═══ Selected excerpt

# Gravitational wave signatures of dark matter cores in binary neutron   star mergers by using numerical simulations

**Authors:** Miguel Bezares, Daniele Vigan\`o, Carlos Palenzuela

arXiv: 1905.08551 · 2019-09-26

## TL;DR

This paper uses numerical simulations to identify gravitational wave signatures of dark matter cores inside neutron stars during mergers, potentially enabling constraints on dark matter content through gravitational wave observations.

## Contribution

It introduces the first detailed numerical analysis of gravitational waves from neutron star mergers with dark matter cores, highlighting distinguishable post-merger features.

══════

▶ [Objectives]:
1. Substitute "exotic matter" for "dark matter" in the paper summary, starting at "# Gravitational wave" and ending at "distinguishable post-merger features.", and write out that part with the change.
2. According to the paper summary, what method does the work use to identify the gravitational wave signatures?
3. Translate this sentence from the paper summary into Spanish: "It introduces the first detailed numerical analysis of gravitational waves from neutron star mergers with dark matter cores, highlighting distinguishable post-merger features."

═══ Recorded data

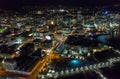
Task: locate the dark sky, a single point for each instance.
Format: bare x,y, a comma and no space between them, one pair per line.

══════

▶ [Outputs]:
1.
# Gravitational wave signatures of exotic matter cores in binary neutron   star mergers by using numerical simulations

**Authors:** Miguel Bezares, Daniele Vigan\`o, Carlos Palenzuela

arXiv: 1905.08551 · 2019-09-26

## TL;DR

This paper uses numerical simulations to identify gravitational wave signatures of exotic matter cores inside neutron stars during mergers, potentially enabling constraints on exotic matter content through gravitational wave observations.

## Contribution

It introduces the first detailed numerical analysis of gravitational waves from neutron star mergers with exotic matter cores, highlighting distinguishable post-merger features.

2. Numerical simulations.

3. Presenta el primer análisis numérico detallado de las ondas gravitacionales procedentes de fusiones de estrellas de neutrones con núcleos de materia oscura, destacando características posfusión distinguibles.